■ **EXTRACT**
To improve storm response and planning, the new authority would create a regional flood control plan, integrate a staff of professionals across the region and provide a single point of contact for the many drainage service contracts and other agreements now handled by each levee district.

Boasso foresees an authority with latitude to rearrange personnel and draw from the best expertise already in the ranks of the levee districts. A drainage control expert in St. Bernard, for example, would be able to share his talent with the region.

Working as a team with no institutional barriers, the new staff would perform more efficiently than the current system, Boasso said.

The new authority could also think bigger, he said. With existing boards devoted to specific chunks of the metro area, it is hard to create hurricane protection projects that affect multiple parishes, Boasso said.

But the new authority could decide to support a "Great Wall" and floodgate protecting the east side of Lake Pontchartrain from storm surge, an ambitious engineering feat inspired by a similar project in Holland. Such a project at the Rigolets could reduce flooding in several parishes going as far west as Livingston.

A project of that size would require new local taxes, but only from residents who would actually benefit from the structure, Boasso said. Supporters say federal financing would also be easier to obtain because the region would be speaking with one voice.

■ **DATASET ENTRIES**

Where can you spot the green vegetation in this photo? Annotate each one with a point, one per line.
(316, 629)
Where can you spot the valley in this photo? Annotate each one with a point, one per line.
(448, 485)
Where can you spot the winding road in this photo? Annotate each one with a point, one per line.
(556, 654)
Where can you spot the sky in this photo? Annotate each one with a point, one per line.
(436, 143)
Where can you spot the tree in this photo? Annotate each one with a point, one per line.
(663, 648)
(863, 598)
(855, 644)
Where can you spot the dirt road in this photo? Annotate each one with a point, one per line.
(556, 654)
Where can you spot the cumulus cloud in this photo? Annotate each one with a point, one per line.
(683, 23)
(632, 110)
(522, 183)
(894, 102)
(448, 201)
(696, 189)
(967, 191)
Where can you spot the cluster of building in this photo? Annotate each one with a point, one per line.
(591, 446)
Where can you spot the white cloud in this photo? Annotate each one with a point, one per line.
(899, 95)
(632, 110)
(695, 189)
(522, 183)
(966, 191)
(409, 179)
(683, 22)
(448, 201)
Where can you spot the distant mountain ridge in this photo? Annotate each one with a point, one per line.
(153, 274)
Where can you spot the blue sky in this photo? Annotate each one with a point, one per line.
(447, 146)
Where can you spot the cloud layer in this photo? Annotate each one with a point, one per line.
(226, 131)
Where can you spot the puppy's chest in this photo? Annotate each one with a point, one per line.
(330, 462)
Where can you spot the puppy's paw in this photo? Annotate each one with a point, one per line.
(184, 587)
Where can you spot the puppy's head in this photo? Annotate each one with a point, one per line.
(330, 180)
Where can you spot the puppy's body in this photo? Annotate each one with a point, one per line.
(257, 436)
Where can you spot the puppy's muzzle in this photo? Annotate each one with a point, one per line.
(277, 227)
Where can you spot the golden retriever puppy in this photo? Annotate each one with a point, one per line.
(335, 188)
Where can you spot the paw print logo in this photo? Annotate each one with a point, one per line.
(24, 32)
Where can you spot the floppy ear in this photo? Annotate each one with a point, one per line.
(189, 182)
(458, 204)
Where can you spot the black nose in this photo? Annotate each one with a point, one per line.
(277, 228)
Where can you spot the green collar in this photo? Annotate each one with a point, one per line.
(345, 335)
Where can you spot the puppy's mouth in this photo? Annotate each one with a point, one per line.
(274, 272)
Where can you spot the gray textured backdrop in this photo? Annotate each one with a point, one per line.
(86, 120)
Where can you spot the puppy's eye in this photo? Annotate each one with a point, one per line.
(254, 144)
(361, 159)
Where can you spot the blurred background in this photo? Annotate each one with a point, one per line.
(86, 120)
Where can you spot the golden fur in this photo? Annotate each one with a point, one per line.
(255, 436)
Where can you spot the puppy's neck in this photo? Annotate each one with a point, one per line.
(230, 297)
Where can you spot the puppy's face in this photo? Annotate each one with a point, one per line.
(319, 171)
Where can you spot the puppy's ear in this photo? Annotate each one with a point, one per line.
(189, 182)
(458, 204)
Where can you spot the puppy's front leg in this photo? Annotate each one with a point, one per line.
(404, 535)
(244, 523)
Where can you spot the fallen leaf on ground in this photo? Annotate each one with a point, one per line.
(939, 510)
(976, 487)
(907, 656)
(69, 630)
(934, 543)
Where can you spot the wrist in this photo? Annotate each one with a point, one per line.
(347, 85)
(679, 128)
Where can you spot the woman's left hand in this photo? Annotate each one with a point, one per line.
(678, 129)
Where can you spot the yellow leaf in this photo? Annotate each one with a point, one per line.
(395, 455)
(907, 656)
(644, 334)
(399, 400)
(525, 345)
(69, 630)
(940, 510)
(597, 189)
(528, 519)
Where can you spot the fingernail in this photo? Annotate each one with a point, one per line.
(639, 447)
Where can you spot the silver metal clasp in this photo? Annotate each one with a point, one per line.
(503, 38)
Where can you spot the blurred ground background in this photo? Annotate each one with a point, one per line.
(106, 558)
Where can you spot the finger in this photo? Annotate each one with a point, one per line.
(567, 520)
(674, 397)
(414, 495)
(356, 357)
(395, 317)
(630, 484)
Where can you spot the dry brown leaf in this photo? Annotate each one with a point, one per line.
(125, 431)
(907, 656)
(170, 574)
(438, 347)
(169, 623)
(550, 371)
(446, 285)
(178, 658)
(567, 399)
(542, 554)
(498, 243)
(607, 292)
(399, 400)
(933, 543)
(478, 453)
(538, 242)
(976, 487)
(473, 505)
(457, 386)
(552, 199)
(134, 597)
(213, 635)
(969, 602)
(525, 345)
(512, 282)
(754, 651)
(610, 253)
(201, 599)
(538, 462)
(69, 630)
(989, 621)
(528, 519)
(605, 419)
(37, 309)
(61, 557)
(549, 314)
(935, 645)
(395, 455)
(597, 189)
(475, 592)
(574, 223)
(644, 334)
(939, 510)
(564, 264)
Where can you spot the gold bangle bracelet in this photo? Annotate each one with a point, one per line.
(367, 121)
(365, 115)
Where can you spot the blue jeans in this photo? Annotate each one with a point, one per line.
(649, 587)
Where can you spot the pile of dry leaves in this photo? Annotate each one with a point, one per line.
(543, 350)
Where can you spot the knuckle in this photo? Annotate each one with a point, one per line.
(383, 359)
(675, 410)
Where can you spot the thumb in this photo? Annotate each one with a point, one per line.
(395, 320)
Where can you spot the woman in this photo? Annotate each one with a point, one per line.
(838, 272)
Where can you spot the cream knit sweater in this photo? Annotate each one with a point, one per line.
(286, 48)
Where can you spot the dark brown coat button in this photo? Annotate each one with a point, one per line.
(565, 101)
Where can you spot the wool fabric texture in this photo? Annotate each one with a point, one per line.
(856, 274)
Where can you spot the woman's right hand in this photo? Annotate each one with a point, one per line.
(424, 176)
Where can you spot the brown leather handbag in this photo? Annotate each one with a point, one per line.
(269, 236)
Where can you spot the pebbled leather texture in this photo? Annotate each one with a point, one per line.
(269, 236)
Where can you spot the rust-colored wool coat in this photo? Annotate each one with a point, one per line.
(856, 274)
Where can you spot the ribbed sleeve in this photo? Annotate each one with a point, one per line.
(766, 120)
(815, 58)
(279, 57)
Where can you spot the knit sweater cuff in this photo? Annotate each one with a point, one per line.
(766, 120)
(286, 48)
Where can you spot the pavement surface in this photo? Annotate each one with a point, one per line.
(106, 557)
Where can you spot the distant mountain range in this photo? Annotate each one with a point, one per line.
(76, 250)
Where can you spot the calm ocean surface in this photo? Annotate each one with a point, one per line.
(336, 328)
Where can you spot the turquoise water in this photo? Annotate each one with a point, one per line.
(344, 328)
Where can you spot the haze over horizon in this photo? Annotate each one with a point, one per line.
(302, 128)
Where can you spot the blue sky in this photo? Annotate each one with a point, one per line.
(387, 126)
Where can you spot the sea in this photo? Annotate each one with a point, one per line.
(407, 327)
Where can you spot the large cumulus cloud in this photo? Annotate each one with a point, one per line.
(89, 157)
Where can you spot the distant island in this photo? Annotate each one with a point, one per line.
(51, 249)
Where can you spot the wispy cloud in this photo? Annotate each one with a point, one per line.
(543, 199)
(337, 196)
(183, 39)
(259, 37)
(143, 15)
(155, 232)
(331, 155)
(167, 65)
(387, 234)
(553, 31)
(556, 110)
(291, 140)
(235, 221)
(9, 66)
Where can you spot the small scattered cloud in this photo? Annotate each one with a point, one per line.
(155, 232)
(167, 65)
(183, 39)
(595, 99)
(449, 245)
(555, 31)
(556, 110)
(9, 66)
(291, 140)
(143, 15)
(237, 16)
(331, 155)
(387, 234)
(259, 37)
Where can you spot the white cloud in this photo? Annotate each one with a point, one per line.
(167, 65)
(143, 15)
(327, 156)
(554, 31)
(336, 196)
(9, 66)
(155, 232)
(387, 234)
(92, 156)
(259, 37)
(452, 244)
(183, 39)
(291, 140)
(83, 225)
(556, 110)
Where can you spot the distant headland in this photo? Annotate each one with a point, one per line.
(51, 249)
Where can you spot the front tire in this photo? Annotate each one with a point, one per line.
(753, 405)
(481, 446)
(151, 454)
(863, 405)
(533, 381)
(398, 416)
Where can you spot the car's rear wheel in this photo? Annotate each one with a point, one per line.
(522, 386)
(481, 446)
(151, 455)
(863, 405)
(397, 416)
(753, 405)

■ **AIM OF THE EXERCISE**
Please answer these three questions on the flood authority text above.
1. For what would the new authority provide a single point of contact?
2. A similar project in which country inspired the "Great Wall" idea?
3. Which residents would pay the new local taxes for a project of that size?

■ **THE COMPLETED TASK**
1. The many drainage service contracts and other agreements now handled by each levee district.
2. Holland.
3. Only residents who would actually benefit from the structure.